→ **Goal of the exercise**
Here are some records. Print all of them exactly.
☆ ☆ ☆
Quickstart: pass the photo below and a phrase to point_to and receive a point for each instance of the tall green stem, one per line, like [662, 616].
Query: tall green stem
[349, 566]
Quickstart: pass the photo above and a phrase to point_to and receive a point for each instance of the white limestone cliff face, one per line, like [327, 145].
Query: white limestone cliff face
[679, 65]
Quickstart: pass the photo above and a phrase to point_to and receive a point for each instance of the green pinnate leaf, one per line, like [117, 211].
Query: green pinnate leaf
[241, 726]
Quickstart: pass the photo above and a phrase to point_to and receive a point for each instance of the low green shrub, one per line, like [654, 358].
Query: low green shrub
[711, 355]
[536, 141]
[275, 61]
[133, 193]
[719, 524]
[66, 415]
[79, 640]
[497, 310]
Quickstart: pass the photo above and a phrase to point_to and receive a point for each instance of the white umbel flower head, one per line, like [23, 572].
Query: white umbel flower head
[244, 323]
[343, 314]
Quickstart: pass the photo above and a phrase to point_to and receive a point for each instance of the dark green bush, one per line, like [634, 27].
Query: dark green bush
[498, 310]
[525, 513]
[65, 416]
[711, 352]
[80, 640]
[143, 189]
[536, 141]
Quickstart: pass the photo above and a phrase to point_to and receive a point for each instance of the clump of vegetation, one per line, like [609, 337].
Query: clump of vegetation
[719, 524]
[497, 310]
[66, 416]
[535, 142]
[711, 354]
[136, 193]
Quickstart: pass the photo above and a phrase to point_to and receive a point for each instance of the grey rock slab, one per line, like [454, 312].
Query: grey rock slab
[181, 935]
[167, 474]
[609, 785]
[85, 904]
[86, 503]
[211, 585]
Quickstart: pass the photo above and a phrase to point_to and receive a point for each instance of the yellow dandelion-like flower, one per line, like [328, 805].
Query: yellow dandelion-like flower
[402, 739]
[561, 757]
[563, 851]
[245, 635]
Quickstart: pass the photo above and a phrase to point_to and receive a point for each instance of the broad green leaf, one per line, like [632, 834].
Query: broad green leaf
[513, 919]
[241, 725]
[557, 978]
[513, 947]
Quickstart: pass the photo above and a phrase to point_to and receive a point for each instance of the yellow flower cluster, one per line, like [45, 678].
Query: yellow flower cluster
☆ ☆ ☆
→ **Exercise result**
Quickstart: pass the photo below and a phrase to point_to and receive a point for each instance of the tall green stem, one per line, like [662, 616].
Query: tall green stem
[349, 566]
Quickstart: pass the photo above and a phrase to point_to and receive a point for each instance of the white limestone cliff face, one per line, like [327, 145].
Query: white limestone cliff face
[679, 65]
Quickstart: pass the photo above and a phrase to point_to and receive a point for each instance of the green pinnate leaf, one per line, like [117, 211].
Query: green pinnate leaf
[241, 726]
Quickstart: pass the photo above and a phrase to point_to and receive a point for each instance of the low green shrub, one per line, like [654, 358].
Query: low green shrub
[711, 355]
[536, 141]
[275, 61]
[133, 193]
[719, 524]
[66, 415]
[79, 640]
[497, 310]
Quickstart: pass the photo above and a phrase to point_to and receive a point for each instance of the white umbel flower head, one per line, like [23, 572].
Query: white umbel flower head
[244, 323]
[343, 314]
Quickstart: pass the photo above and a phrase to point_to and receive a point for each instance of the dark green bush, one per line, like [634, 27].
Query: dark green bush
[498, 310]
[525, 513]
[65, 416]
[711, 352]
[80, 640]
[143, 189]
[536, 141]
Quickstart: pass the photo above and a phrase to point_to and receive a point for each instance of the clump of vegetation, one per line, like [609, 337].
Query: clump of vegetation
[719, 524]
[497, 310]
[66, 416]
[535, 142]
[711, 354]
[136, 193]
Quickstart: pass the photo above and a phrase to point_to and receive a point for each instance of the grey rock slab, one per line, like [454, 312].
Query: grey rock slab
[181, 935]
[167, 474]
[609, 785]
[85, 904]
[86, 503]
[211, 585]
Quickstart: pass the photo above and a phrase to point_to and receive a point for each instance of the yellow dandelion-like flower, one per line, like [328, 805].
Query: yellow dandelion-like flower
[402, 739]
[561, 757]
[563, 851]
[245, 635]
Quickstart: pass the photo above and a phrase to point_to and receive a point for each instance of the broad green leaf, one per line, like [632, 834].
Query: broad green leaf
[513, 919]
[241, 725]
[557, 978]
[513, 947]
Quickstart: pass the photo above and a phrase to point_to and receive a point for each instance of the yellow flower cluster, one per line, like [45, 678].
Query: yellow flower cluster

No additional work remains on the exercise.